══ TEXT BLOCK
Early Career Innovators: Imaging Guidance for Lung Proton Therapy, Devices and Diagnostics TIN

In this interview as part of the Early Career Innovators series, recognising the amazing translational work being done by postdocs and non-tenured researchers at University College London (UCL), Dr Mikaël Simard highlights his Devices & Diagnostics Therapeutic Innovation Network (TIN) Pilot Data Fund awarded project, involving the development of a prototype low-cost imaging system for lung proton therapy. 

What is the title of your project and what does it involve?

The title of my project is “A proton radiography system towards real-time imaging guidance for lung proton therapy”. It involves the development of a prototype low-cost imaging system, including the hardware and the reconstruction algorithm, for proton therapy.

What is the motivation behind your project/therapeutic?

In the UK, there are about 40000 people each year that are diagnosed with non-small cell lung cancer, which has an extremely poor prognosis. Fortunately, there is a novel radiotherapy modality, proton therapy, that has the potential of improving outcomes for some patients with this type of cancer.. Proton therapy is rapidly developing worldwide; there is now a proton centre at UCL’s Hospitals.

Unfortunately, the drawback with proton therapy is that it is more sensitive to motion. In the case of lung cancer, breathing increases treatment uncertainties, and the potential benefits of proton therapy cannot be reached. A main solution to solve that is real-time image guidance during treatment. This can be achieved with a device that tracks the tumour during treatment and adapts treatment accordingly. The device we propose is a fully integrated imaging device which will provide real-time radiographs for image guidance. It will also serve a variety of clinical needs beyond tracking, such as patient positioning.
════
══ RECORDS PROVIDED
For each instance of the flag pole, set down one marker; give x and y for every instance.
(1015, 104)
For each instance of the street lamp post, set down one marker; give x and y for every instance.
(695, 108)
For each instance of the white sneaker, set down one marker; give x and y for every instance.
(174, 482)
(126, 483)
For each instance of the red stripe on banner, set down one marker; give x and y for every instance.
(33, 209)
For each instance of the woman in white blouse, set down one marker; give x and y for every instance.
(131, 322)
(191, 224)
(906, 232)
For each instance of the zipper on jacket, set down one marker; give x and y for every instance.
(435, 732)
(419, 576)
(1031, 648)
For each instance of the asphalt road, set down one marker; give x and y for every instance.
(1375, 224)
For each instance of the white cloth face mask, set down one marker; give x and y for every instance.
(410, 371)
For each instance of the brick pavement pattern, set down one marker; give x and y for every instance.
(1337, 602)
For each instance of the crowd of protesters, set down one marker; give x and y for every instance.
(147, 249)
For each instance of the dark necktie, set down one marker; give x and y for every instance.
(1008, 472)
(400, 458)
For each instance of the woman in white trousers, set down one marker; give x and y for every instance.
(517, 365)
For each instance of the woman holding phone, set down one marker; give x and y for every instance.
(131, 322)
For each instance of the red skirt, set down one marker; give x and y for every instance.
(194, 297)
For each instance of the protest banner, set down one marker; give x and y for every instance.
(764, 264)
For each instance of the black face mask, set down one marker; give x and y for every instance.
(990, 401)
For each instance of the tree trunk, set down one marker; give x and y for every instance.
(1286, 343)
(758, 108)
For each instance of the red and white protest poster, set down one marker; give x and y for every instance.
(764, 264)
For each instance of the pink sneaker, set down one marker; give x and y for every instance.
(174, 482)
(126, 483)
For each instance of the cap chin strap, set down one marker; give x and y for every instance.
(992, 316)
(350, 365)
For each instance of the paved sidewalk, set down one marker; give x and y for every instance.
════
**EXERCISE PROMPT**
Please carry on the interview about imaging guidance for lung proton therapy from the point where it stops. The listing can be set aside.

**ANSWER TO THIS TASK**
Why did you want to apply to the Devices & Diagnostics TIN Pilot Data Fund?

There are two main reasons. First, the TIN pilot data fund is perfectly adapted for the proposed device. The concept of the device has been thoroughly validated in a theoretical/simulation framework, and we have started building the device with limited means. The TIN fund provides a unique opportunity to rapidly complete our prototype.

Second, the TIN call is also a moment to take a step back from the algorithmic development and think about the project in a broader scale, and it felt important to take the time to do this exercise. For instance, you must consider how many people may benefit from the device, you must clearly quantify what the expected benefits may be and consider potential commercial partners for the device.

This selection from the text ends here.